» WHAT IS REQUIRED
Search the data below for the line containing "Provide the location of every instance of the open", then please set down that line and all remaining ones exactly as written.

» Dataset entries
*****

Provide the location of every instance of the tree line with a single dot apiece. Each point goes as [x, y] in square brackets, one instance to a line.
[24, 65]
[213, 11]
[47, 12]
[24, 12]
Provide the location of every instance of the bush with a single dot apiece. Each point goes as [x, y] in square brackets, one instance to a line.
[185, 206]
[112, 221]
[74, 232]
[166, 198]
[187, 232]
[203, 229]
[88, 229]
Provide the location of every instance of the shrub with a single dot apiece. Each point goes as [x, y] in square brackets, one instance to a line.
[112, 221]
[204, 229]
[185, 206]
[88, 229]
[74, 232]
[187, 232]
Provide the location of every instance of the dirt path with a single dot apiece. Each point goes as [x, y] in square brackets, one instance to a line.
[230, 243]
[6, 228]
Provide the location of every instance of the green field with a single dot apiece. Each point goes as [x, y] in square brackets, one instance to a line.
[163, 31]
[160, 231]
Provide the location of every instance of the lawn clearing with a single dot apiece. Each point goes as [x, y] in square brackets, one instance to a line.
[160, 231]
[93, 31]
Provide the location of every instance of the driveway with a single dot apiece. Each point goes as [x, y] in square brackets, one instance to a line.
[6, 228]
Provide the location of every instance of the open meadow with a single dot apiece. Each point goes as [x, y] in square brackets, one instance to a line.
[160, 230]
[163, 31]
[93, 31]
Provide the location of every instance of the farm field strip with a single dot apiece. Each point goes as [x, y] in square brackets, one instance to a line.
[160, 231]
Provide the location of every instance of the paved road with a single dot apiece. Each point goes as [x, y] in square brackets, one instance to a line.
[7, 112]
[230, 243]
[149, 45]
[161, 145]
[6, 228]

*****

» SOLUTION TO THIS TASK
Provide the location of every instance of the open meadow with a single dot apiece. Each point goes as [x, y] in square brackets, one instance to a line.
[160, 230]
[163, 31]
[93, 31]
Provide the location of every instance of the farm field strip with a single dot apiece. Each point goes as [x, y] in square brackets, one instance to a line.
[160, 231]
Provide the location of every instance of the paved road with a single dot apiece. Each point goes as [x, y] in square brackets, one instance to a line.
[7, 112]
[230, 243]
[149, 45]
[161, 145]
[6, 228]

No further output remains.